> [GIVEN INFORMATION]
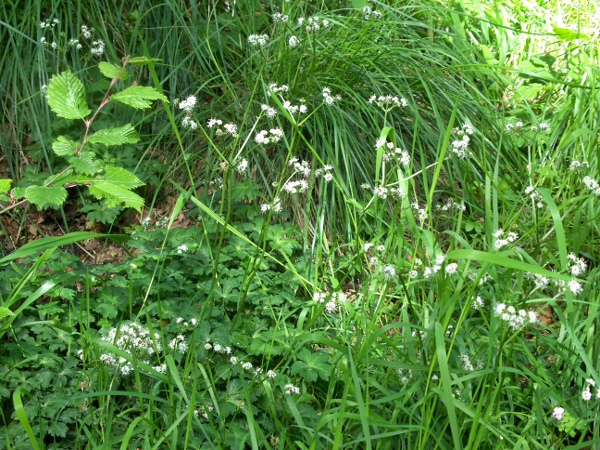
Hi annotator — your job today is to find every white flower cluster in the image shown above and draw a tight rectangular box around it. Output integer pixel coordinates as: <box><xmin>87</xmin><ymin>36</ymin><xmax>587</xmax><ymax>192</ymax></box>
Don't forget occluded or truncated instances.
<box><xmin>168</xmin><ymin>335</ymin><xmax>188</xmax><ymax>353</ymax></box>
<box><xmin>260</xmin><ymin>103</ymin><xmax>277</xmax><ymax>118</ymax></box>
<box><xmin>313</xmin><ymin>291</ymin><xmax>347</xmax><ymax>314</ymax></box>
<box><xmin>235</xmin><ymin>157</ymin><xmax>248</xmax><ymax>174</ymax></box>
<box><xmin>283</xmin><ymin>100</ymin><xmax>308</xmax><ymax>115</ymax></box>
<box><xmin>254</xmin><ymin>127</ymin><xmax>284</xmax><ymax>144</ymax></box>
<box><xmin>567</xmin><ymin>253</ymin><xmax>587</xmax><ymax>277</ymax></box>
<box><xmin>99</xmin><ymin>322</ymin><xmax>165</xmax><ymax>376</ymax></box>
<box><xmin>178</xmin><ymin>95</ymin><xmax>197</xmax><ymax>112</ymax></box>
<box><xmin>472</xmin><ymin>296</ymin><xmax>484</xmax><ymax>309</ymax></box>
<box><xmin>206</xmin><ymin>118</ymin><xmax>238</xmax><ymax>137</ymax></box>
<box><xmin>268</xmin><ymin>83</ymin><xmax>289</xmax><ymax>95</ymax></box>
<box><xmin>382</xmin><ymin>264</ymin><xmax>397</xmax><ymax>280</ymax></box>
<box><xmin>583</xmin><ymin>176</ymin><xmax>600</xmax><ymax>196</ymax></box>
<box><xmin>322</xmin><ymin>87</ymin><xmax>341</xmax><ymax>105</ymax></box>
<box><xmin>581</xmin><ymin>378</ymin><xmax>600</xmax><ymax>401</ymax></box>
<box><xmin>289</xmin><ymin>157</ymin><xmax>312</xmax><ymax>178</ymax></box>
<box><xmin>288</xmin><ymin>36</ymin><xmax>300</xmax><ymax>47</ymax></box>
<box><xmin>368</xmin><ymin>94</ymin><xmax>407</xmax><ymax>111</ymax></box>
<box><xmin>248</xmin><ymin>34</ymin><xmax>269</xmax><ymax>47</ymax></box>
<box><xmin>177</xmin><ymin>244</ymin><xmax>188</xmax><ymax>254</ymax></box>
<box><xmin>569</xmin><ymin>160</ymin><xmax>589</xmax><ymax>172</ymax></box>
<box><xmin>315</xmin><ymin>165</ymin><xmax>334</xmax><ymax>182</ymax></box>
<box><xmin>90</xmin><ymin>39</ymin><xmax>105</xmax><ymax>57</ymax></box>
<box><xmin>435</xmin><ymin>199</ymin><xmax>466</xmax><ymax>212</ymax></box>
<box><xmin>524</xmin><ymin>185</ymin><xmax>544</xmax><ymax>208</ymax></box>
<box><xmin>459</xmin><ymin>354</ymin><xmax>474</xmax><ymax>371</ymax></box>
<box><xmin>451</xmin><ymin>123</ymin><xmax>474</xmax><ymax>159</ymax></box>
<box><xmin>81</xmin><ymin>25</ymin><xmax>92</xmax><ymax>39</ymax></box>
<box><xmin>194</xmin><ymin>405</ymin><xmax>215</xmax><ymax>420</ymax></box>
<box><xmin>505</xmin><ymin>121</ymin><xmax>549</xmax><ymax>133</ymax></box>
<box><xmin>40</xmin><ymin>18</ymin><xmax>59</xmax><ymax>29</ymax></box>
<box><xmin>284</xmin><ymin>384</ymin><xmax>300</xmax><ymax>395</ymax></box>
<box><xmin>362</xmin><ymin>6</ymin><xmax>383</xmax><ymax>19</ymax></box>
<box><xmin>379</xmin><ymin>141</ymin><xmax>411</xmax><ymax>167</ymax></box>
<box><xmin>411</xmin><ymin>200</ymin><xmax>427</xmax><ymax>223</ymax></box>
<box><xmin>272</xmin><ymin>12</ymin><xmax>289</xmax><ymax>23</ymax></box>
<box><xmin>409</xmin><ymin>254</ymin><xmax>449</xmax><ymax>279</ymax></box>
<box><xmin>299</xmin><ymin>16</ymin><xmax>330</xmax><ymax>32</ymax></box>
<box><xmin>493</xmin><ymin>229</ymin><xmax>518</xmax><ymax>250</ymax></box>
<box><xmin>260</xmin><ymin>197</ymin><xmax>282</xmax><ymax>214</ymax></box>
<box><xmin>494</xmin><ymin>303</ymin><xmax>537</xmax><ymax>329</ymax></box>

> [WORK TASK] Without the images, write out each line of the data verbatim.

> [TASK SOLUTION]
Hi annotator — your job today is to find every white flower cluster in the image shown above and draw a tight rectangular box around it. Output integer pixel coordinates as: <box><xmin>87</xmin><ymin>36</ymin><xmax>587</xmax><ymax>192</ymax></box>
Don't forget occluded or truncated instances.
<box><xmin>168</xmin><ymin>335</ymin><xmax>188</xmax><ymax>353</ymax></box>
<box><xmin>260</xmin><ymin>103</ymin><xmax>277</xmax><ymax>118</ymax></box>
<box><xmin>313</xmin><ymin>291</ymin><xmax>347</xmax><ymax>314</ymax></box>
<box><xmin>235</xmin><ymin>157</ymin><xmax>248</xmax><ymax>174</ymax></box>
<box><xmin>283</xmin><ymin>100</ymin><xmax>308</xmax><ymax>115</ymax></box>
<box><xmin>254</xmin><ymin>127</ymin><xmax>284</xmax><ymax>144</ymax></box>
<box><xmin>567</xmin><ymin>253</ymin><xmax>587</xmax><ymax>277</ymax></box>
<box><xmin>99</xmin><ymin>322</ymin><xmax>165</xmax><ymax>376</ymax></box>
<box><xmin>178</xmin><ymin>95</ymin><xmax>197</xmax><ymax>112</ymax></box>
<box><xmin>472</xmin><ymin>296</ymin><xmax>484</xmax><ymax>309</ymax></box>
<box><xmin>206</xmin><ymin>118</ymin><xmax>238</xmax><ymax>137</ymax></box>
<box><xmin>268</xmin><ymin>83</ymin><xmax>289</xmax><ymax>95</ymax></box>
<box><xmin>382</xmin><ymin>264</ymin><xmax>397</xmax><ymax>280</ymax></box>
<box><xmin>583</xmin><ymin>176</ymin><xmax>600</xmax><ymax>196</ymax></box>
<box><xmin>322</xmin><ymin>87</ymin><xmax>341</xmax><ymax>105</ymax></box>
<box><xmin>581</xmin><ymin>378</ymin><xmax>600</xmax><ymax>401</ymax></box>
<box><xmin>289</xmin><ymin>157</ymin><xmax>312</xmax><ymax>178</ymax></box>
<box><xmin>288</xmin><ymin>36</ymin><xmax>300</xmax><ymax>47</ymax></box>
<box><xmin>368</xmin><ymin>94</ymin><xmax>407</xmax><ymax>111</ymax></box>
<box><xmin>248</xmin><ymin>34</ymin><xmax>269</xmax><ymax>47</ymax></box>
<box><xmin>177</xmin><ymin>244</ymin><xmax>188</xmax><ymax>254</ymax></box>
<box><xmin>569</xmin><ymin>160</ymin><xmax>589</xmax><ymax>172</ymax></box>
<box><xmin>315</xmin><ymin>165</ymin><xmax>334</xmax><ymax>182</ymax></box>
<box><xmin>90</xmin><ymin>39</ymin><xmax>105</xmax><ymax>57</ymax></box>
<box><xmin>435</xmin><ymin>199</ymin><xmax>466</xmax><ymax>212</ymax></box>
<box><xmin>524</xmin><ymin>185</ymin><xmax>544</xmax><ymax>208</ymax></box>
<box><xmin>459</xmin><ymin>354</ymin><xmax>474</xmax><ymax>371</ymax></box>
<box><xmin>451</xmin><ymin>123</ymin><xmax>474</xmax><ymax>159</ymax></box>
<box><xmin>81</xmin><ymin>25</ymin><xmax>92</xmax><ymax>39</ymax></box>
<box><xmin>194</xmin><ymin>405</ymin><xmax>215</xmax><ymax>420</ymax></box>
<box><xmin>505</xmin><ymin>121</ymin><xmax>549</xmax><ymax>133</ymax></box>
<box><xmin>40</xmin><ymin>18</ymin><xmax>59</xmax><ymax>29</ymax></box>
<box><xmin>284</xmin><ymin>384</ymin><xmax>300</xmax><ymax>395</ymax></box>
<box><xmin>362</xmin><ymin>6</ymin><xmax>383</xmax><ymax>19</ymax></box>
<box><xmin>379</xmin><ymin>141</ymin><xmax>411</xmax><ymax>167</ymax></box>
<box><xmin>411</xmin><ymin>200</ymin><xmax>427</xmax><ymax>223</ymax></box>
<box><xmin>272</xmin><ymin>12</ymin><xmax>289</xmax><ymax>23</ymax></box>
<box><xmin>409</xmin><ymin>254</ymin><xmax>449</xmax><ymax>279</ymax></box>
<box><xmin>299</xmin><ymin>16</ymin><xmax>330</xmax><ymax>32</ymax></box>
<box><xmin>493</xmin><ymin>229</ymin><xmax>518</xmax><ymax>250</ymax></box>
<box><xmin>260</xmin><ymin>197</ymin><xmax>282</xmax><ymax>214</ymax></box>
<box><xmin>494</xmin><ymin>303</ymin><xmax>537</xmax><ymax>329</ymax></box>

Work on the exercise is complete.